• [TASK DESCRIPTION]: Can you transcribe every one of the records below line for line, without changing anything?

• [MATERIAL FOR THIS EXERCISE]:
<<<<
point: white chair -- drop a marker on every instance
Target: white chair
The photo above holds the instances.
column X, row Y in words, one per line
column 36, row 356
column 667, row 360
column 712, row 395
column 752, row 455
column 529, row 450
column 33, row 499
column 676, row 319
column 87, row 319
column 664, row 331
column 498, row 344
>>>>
• [COMPLETED EXERCISE]:
point: white chair -- drop a marker on every instance
Target: white chair
The photo above holds the instances.
column X, row Y in words, one per line
column 36, row 356
column 667, row 360
column 712, row 395
column 752, row 455
column 529, row 450
column 33, row 499
column 676, row 319
column 87, row 319
column 664, row 331
column 498, row 344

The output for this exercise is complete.